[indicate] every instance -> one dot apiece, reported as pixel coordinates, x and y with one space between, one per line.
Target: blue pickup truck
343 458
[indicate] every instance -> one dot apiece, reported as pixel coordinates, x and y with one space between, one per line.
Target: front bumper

**REQUIREMENT:** The records above should be set down again word for word.

**WRITTEN SOLUTION:**
[indicate] every instance -> one dot apiece, reported as pixel coordinates, x and y with one space between, one per line.
Target: blue pickup truck
343 458
[indicate] every instance -> one dot apiece, reported as pixel coordinates, x and y with one space between, one per line.
Target: front bumper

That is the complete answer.